→ **Excerpt provided**
= Aletta Norval =

South African political theorist

Aletta Norval (born 1960) is a South African born political theorist. As of 2019 she is Deputy Vice-Chancellor (Education) at Anglia Ruskin University.

A prominent member of the Essex School of discourse analysis, she is mainly known for her deconstructionist analysis of Apartheid discourse, for her methodological contributions to discourse analysis and for her work on decentred, democratic and poststructuralist political theory. Her other research interests include feminist theory, South-African politics, ethnicity and the politics of race. More recently, she has worked on biometrics, focussing on issues of citizen consent to identity management techniques.

Norval studied political science at the University of Johannesburg (South Africa) and discourse analysis at Essex University. She received a master's degree from the University of Johannesburg, and a MA and PhD from the Ideology and Discourse Analysis programme at the University of Essex. Her doctoral thesis, completed under the supervision of Ernesto Laclau, was entitled ‘Accounting for Apartheid: Its Emergence, Logic and Crisis’.

Following the completion of her doctoral studies, Norval started an academic career at the Department of Government at Essex University, where she is currently a Professor. She was Director of the PhD Programme in Ideology and Discourse Analysis and co-director of the Centre for Theoretical Studies in the Humanities and the Social Sciences, both founded by Ernesto Laclau. She was Dean of Postgraduate Research and Education (2012-2013) and was Pro-Vice-Chancellor Education at the University of Essex from 2013 to 2018. She was also a member of the Privacy Expert Group (PEG) of the Biometrics Institute, until 2019.

→ **Exercise**
Answer the following questions using the text about Aletta Norval.
(a) At which university is she Deputy Vice-Chancellor (Education) as of 2019?
(b) What was the title of her doctoral thesis?
(c) During which years was she Pro-Vice-Chancellor Education at the University of Essex?

→ **Supplied records**
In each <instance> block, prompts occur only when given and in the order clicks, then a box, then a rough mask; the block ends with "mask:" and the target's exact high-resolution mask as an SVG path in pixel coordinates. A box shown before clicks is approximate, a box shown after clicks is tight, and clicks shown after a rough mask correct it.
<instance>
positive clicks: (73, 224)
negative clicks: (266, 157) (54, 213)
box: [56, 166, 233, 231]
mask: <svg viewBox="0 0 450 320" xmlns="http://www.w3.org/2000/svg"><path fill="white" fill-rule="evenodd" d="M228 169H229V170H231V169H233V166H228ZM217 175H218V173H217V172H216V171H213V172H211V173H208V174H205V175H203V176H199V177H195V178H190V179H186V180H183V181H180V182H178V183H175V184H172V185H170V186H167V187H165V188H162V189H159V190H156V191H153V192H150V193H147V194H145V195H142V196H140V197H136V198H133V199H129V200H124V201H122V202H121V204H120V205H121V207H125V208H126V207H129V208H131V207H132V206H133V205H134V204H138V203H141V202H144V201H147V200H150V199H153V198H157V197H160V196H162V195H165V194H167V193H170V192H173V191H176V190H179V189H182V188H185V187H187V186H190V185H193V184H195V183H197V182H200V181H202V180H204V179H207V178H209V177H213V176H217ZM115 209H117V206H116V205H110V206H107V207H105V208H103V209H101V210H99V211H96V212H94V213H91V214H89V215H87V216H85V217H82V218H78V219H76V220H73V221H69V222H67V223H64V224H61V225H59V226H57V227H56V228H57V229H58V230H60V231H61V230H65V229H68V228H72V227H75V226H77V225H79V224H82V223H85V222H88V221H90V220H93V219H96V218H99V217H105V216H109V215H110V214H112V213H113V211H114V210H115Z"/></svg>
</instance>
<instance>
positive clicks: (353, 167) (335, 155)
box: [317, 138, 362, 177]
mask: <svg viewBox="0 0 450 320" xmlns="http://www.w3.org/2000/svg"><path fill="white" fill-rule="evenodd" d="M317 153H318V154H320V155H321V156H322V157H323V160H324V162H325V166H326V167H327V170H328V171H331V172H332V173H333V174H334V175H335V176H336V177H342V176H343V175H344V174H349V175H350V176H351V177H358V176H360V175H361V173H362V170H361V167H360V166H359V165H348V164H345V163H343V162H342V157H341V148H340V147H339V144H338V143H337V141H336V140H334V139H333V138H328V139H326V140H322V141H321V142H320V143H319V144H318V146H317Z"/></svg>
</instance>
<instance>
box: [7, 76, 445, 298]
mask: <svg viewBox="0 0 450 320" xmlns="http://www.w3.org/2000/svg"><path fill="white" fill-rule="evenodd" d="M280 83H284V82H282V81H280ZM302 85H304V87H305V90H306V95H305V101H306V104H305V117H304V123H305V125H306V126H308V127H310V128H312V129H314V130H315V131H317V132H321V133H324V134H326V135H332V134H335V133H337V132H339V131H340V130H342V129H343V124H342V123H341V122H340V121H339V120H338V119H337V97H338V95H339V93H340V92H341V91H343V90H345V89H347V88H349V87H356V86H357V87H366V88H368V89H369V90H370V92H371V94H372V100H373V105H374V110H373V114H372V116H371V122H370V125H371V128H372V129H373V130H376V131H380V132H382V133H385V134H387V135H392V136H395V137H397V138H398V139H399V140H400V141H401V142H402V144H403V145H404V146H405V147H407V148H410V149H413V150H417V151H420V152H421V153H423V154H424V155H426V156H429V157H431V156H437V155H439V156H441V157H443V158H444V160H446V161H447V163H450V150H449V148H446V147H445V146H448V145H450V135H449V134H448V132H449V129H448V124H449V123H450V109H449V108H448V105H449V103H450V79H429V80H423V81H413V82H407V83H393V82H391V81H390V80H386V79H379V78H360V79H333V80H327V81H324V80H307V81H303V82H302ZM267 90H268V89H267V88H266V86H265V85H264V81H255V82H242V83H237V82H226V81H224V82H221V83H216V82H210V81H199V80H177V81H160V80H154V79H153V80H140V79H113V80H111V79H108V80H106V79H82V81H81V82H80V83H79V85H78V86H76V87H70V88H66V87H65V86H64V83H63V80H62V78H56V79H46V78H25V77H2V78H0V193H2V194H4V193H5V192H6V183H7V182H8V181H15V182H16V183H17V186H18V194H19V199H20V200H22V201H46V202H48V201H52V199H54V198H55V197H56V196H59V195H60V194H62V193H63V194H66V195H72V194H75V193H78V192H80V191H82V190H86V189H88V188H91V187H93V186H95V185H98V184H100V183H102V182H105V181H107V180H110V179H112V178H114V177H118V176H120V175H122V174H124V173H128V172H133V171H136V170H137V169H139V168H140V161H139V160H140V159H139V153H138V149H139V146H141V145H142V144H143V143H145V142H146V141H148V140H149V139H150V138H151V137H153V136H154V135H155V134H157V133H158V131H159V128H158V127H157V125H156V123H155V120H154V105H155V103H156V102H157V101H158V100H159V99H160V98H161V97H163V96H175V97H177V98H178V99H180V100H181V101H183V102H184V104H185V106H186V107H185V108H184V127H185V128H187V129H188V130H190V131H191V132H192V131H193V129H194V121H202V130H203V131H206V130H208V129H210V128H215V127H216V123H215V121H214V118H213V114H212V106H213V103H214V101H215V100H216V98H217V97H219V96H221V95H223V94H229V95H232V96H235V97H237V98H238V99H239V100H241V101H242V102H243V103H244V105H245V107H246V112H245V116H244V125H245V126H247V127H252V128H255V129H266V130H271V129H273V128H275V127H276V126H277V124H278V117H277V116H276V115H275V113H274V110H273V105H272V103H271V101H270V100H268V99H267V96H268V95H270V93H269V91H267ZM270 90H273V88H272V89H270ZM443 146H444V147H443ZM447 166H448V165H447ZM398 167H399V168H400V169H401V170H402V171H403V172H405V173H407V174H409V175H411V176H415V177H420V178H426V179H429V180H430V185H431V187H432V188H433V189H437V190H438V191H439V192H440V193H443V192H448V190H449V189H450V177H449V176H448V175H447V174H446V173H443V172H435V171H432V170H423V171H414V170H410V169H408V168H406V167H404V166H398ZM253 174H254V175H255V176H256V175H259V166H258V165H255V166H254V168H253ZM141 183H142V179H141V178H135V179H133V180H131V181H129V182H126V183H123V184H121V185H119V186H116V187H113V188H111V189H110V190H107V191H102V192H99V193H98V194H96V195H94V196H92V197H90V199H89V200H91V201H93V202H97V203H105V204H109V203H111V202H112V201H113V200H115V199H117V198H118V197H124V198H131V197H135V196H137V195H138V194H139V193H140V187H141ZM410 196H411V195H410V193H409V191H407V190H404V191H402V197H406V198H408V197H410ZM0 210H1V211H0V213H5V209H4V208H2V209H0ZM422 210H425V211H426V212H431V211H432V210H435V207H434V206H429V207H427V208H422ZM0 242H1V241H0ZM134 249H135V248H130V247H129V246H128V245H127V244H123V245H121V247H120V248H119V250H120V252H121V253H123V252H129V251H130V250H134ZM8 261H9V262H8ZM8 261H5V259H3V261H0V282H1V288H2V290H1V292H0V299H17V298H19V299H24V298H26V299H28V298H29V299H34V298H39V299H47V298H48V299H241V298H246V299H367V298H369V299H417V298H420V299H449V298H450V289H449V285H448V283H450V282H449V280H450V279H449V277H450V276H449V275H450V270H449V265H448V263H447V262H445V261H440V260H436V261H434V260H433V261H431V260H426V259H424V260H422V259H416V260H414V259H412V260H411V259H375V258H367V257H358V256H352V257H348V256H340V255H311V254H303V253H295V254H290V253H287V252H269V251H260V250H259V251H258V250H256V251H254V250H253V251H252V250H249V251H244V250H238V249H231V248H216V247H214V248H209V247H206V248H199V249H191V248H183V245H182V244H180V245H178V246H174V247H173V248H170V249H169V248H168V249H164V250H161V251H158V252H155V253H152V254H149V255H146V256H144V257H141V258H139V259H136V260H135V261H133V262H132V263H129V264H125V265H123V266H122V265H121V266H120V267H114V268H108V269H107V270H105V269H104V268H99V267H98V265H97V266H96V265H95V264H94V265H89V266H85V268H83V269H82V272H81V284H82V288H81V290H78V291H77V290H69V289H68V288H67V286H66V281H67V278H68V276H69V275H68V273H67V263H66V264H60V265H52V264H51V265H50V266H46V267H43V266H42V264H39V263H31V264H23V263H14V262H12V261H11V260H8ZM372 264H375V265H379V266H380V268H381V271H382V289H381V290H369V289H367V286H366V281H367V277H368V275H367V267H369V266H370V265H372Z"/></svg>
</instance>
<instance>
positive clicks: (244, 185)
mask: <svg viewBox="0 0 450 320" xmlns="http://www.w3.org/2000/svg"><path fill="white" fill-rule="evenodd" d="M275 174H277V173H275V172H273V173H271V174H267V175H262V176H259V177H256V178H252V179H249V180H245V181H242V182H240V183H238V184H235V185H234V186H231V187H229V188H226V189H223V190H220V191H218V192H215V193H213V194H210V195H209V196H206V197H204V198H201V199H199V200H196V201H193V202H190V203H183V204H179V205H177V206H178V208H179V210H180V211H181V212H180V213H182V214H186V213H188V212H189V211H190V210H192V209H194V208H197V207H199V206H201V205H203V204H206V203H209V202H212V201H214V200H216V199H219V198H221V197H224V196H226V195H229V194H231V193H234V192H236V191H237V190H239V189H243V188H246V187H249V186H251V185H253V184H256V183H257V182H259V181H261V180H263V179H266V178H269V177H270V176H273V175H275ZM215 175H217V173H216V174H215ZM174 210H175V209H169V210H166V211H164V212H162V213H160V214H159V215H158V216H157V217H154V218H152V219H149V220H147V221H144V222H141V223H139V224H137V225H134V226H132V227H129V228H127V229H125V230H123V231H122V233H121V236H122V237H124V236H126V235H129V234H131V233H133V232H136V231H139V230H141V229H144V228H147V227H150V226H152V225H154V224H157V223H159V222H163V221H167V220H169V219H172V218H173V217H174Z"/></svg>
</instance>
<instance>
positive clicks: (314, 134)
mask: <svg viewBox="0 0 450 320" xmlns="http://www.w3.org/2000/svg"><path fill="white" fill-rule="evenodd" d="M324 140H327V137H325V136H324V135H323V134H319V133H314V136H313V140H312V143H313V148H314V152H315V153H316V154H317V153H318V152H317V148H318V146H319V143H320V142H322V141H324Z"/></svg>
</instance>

→ **Response to the exercise**
(a) Anglia Ruskin University
(b) ‘Accounting for Apartheid: Its Emergence, Logic and Crisis’
(c) From 2013 to 2018